## Challenge
Take the line that contains "ceiling in the photo above." as the first line and the last line of the material below as the final one; reproduce exactly the lines between, inclusive.

* begin Exercise material *

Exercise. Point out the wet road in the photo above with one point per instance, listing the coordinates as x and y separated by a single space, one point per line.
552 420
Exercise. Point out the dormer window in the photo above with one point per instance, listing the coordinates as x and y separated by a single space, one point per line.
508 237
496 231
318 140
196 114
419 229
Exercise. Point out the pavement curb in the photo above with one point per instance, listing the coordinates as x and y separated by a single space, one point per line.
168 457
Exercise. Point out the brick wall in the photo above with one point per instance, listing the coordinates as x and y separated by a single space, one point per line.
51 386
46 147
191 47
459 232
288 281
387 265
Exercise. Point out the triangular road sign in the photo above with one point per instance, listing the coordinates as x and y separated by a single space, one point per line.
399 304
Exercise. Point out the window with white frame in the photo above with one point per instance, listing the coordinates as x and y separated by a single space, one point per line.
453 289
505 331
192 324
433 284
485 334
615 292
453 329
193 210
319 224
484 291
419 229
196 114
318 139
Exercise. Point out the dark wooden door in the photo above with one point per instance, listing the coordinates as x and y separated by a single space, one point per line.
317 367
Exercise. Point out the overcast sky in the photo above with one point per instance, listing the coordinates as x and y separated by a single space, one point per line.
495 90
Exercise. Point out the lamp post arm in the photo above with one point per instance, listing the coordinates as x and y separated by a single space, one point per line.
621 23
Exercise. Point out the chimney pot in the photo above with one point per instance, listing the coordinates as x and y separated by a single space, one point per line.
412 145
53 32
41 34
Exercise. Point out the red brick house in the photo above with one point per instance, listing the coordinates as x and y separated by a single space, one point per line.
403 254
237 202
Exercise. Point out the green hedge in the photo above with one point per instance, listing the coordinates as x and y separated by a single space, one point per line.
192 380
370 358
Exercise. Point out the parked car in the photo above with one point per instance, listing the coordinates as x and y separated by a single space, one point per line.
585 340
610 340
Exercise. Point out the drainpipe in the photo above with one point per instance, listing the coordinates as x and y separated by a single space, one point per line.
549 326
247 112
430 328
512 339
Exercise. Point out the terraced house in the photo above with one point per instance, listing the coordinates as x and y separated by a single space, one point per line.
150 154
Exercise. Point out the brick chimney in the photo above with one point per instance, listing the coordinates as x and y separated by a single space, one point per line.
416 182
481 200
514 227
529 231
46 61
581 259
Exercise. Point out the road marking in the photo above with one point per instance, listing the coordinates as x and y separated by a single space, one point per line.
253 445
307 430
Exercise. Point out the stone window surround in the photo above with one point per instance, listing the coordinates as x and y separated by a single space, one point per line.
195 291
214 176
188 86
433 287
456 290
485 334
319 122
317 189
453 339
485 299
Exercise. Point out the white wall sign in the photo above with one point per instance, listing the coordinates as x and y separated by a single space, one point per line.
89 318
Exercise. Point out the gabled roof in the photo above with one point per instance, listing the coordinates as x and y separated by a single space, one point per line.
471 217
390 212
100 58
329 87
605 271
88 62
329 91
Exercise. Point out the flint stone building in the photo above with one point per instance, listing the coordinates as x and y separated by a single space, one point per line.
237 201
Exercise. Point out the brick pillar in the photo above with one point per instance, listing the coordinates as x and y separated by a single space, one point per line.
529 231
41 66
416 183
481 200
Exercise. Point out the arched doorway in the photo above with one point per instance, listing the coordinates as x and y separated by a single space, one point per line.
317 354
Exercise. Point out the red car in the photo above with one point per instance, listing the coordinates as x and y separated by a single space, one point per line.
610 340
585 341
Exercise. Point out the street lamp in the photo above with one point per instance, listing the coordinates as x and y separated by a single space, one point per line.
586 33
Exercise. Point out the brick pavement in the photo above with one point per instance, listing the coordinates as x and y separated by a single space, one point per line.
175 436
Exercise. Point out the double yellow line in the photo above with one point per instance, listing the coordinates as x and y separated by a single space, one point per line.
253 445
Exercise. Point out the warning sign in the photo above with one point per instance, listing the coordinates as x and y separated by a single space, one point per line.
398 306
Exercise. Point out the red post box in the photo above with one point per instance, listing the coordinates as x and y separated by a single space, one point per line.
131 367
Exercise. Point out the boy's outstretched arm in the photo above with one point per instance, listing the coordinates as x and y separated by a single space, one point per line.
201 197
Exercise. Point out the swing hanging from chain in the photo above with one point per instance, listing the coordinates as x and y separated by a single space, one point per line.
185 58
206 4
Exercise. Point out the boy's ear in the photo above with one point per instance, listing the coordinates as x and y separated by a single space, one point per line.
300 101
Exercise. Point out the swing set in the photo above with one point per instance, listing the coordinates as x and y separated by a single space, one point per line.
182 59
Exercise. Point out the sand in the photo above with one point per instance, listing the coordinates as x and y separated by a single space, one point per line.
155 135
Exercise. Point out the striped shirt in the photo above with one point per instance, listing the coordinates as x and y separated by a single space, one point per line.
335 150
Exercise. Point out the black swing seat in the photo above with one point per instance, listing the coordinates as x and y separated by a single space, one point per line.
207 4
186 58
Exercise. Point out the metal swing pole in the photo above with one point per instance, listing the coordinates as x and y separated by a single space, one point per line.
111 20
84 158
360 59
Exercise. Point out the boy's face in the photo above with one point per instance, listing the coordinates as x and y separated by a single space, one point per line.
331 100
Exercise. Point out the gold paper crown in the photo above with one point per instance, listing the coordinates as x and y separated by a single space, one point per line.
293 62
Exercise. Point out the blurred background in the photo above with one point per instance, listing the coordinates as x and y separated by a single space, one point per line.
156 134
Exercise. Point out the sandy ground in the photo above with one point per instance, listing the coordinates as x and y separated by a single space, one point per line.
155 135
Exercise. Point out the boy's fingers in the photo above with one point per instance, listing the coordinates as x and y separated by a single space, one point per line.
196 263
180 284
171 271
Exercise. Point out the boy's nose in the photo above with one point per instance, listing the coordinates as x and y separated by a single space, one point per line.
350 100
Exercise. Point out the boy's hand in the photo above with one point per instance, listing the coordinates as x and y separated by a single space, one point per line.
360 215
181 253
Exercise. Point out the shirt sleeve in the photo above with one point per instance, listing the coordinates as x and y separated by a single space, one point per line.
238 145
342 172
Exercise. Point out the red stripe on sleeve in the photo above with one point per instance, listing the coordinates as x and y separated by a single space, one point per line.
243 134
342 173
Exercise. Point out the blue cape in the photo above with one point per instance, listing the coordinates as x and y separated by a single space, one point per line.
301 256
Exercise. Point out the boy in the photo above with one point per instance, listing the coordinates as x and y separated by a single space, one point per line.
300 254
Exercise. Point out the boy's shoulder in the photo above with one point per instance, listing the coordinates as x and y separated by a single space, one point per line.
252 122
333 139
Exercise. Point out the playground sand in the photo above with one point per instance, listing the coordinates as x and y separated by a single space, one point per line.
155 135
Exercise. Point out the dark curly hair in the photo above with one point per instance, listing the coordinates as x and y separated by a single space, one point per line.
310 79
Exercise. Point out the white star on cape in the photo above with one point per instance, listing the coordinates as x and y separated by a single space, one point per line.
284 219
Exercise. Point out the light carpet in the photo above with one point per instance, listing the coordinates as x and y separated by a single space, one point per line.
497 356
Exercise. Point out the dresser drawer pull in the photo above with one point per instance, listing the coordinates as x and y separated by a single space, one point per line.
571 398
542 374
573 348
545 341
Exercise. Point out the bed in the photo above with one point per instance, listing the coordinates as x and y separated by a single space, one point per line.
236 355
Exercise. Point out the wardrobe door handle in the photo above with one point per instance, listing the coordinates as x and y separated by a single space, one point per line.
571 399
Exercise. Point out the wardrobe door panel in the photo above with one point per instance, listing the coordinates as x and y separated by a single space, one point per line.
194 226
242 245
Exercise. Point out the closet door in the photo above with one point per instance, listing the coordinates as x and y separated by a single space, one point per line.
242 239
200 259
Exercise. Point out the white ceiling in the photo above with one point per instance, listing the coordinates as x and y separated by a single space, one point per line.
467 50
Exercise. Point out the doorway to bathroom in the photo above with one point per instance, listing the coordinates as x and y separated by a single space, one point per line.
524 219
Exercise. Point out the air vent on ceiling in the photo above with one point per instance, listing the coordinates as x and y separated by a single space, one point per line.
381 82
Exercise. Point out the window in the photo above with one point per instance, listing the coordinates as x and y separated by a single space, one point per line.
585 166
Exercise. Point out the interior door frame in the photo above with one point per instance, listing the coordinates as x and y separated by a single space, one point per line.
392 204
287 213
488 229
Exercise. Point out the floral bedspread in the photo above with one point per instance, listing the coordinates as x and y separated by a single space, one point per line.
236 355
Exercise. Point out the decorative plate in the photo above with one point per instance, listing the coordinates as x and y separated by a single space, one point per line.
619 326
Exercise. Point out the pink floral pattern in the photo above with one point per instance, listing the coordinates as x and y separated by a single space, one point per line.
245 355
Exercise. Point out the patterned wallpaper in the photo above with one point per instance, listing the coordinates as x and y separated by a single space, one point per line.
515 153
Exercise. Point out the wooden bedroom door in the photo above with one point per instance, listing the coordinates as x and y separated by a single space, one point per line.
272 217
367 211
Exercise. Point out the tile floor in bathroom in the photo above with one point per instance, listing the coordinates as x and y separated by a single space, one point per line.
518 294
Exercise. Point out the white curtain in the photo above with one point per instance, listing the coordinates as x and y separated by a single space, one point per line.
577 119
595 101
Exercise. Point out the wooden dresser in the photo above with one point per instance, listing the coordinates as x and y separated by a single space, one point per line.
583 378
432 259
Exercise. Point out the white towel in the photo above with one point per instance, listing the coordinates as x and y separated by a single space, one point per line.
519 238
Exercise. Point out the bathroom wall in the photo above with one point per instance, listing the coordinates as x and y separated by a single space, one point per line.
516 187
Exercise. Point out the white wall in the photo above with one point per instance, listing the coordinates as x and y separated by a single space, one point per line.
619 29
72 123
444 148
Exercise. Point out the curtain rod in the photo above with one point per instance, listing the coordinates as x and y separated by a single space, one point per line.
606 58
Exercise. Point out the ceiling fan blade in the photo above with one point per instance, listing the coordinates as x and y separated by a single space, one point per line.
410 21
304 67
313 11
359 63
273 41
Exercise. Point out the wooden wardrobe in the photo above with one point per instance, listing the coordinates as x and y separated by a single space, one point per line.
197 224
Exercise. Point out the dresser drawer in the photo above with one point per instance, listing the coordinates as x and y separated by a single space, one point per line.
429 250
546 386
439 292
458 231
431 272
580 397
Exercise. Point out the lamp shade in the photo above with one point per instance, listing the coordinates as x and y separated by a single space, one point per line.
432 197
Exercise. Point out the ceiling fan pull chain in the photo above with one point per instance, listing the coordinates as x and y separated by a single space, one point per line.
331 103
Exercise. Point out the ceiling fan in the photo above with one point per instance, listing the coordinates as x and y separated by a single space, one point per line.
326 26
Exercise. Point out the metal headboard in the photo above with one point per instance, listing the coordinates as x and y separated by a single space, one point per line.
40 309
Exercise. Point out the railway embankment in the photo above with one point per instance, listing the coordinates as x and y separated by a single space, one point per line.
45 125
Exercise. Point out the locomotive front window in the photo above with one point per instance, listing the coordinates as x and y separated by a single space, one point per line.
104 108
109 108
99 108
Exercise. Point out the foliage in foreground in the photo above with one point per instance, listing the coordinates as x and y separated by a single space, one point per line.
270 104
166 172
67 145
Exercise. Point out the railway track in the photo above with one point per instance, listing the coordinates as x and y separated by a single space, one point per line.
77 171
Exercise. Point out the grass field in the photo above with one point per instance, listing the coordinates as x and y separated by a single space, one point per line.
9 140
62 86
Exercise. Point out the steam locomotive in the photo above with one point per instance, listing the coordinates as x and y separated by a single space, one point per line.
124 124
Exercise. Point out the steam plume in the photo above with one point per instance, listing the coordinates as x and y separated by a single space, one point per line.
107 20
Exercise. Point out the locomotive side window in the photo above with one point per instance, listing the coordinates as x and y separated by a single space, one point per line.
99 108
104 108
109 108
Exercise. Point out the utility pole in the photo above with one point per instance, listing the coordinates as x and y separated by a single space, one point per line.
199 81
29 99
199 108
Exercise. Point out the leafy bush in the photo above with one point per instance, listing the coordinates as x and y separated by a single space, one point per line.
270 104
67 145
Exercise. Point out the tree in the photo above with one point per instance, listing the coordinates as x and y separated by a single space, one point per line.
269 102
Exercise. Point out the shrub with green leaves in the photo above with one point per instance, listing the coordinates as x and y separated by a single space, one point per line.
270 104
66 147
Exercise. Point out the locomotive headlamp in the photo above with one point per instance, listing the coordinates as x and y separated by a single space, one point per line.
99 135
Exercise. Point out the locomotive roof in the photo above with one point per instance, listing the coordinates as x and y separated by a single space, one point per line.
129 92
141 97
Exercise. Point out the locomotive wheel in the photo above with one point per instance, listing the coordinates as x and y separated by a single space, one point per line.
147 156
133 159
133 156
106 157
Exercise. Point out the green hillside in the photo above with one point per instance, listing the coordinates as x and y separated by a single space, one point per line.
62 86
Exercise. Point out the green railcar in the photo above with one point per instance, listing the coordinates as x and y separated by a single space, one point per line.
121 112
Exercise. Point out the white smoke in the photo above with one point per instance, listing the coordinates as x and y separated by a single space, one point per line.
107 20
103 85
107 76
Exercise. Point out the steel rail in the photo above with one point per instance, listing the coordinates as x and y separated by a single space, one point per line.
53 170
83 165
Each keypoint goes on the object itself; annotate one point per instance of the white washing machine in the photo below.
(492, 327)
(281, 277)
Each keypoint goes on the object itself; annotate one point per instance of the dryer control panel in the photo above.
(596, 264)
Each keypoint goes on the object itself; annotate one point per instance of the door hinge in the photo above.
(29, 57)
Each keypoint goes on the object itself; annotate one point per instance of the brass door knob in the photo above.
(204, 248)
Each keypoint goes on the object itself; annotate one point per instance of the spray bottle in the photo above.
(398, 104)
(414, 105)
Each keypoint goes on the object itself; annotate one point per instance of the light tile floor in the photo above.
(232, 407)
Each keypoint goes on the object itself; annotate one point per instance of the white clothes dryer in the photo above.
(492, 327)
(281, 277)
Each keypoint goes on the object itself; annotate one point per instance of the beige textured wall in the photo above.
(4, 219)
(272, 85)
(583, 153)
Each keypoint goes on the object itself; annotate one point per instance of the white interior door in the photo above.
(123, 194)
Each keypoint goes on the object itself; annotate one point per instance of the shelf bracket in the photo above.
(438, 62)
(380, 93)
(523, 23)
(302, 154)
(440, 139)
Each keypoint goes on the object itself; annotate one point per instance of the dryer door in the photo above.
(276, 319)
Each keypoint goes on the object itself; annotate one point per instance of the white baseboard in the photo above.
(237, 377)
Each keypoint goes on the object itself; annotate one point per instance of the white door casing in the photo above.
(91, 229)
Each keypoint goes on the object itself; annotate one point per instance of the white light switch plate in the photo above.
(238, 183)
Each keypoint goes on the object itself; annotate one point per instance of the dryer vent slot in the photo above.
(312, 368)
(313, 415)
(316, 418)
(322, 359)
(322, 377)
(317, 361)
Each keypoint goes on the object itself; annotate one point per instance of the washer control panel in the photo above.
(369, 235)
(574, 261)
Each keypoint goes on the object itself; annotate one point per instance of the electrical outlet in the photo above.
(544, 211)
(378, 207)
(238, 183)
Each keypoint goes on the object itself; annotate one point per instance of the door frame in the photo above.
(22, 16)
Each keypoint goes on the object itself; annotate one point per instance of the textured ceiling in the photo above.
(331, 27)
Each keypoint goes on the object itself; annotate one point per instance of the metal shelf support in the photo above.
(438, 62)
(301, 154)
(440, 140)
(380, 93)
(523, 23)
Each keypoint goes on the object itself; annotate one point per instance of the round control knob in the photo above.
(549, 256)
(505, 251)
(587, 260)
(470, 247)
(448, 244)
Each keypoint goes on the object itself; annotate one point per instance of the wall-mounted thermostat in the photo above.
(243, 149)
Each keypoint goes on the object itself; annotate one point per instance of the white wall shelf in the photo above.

* end Exercise material *

## Result
Each keypoint goes on the object itself; annotate one point per instance of the textured ceiling in the photo above.
(331, 27)
Each keypoint goes on the object itself; annotate one point per instance of the metal shelf support in the photo above.
(438, 62)
(301, 154)
(440, 140)
(380, 93)
(523, 23)
Each keypoint goes on the object itself; annotate one point per instance of the round control knob in the photo above.
(549, 256)
(505, 251)
(587, 260)
(470, 247)
(448, 244)
Each keypoint goes on the object itself; annotate one point per instance of the wall-mounted thermostat in the photo above.
(243, 149)
Each keypoint goes on the object itself; annotate one point per instance of the white wall shelf in the photo above.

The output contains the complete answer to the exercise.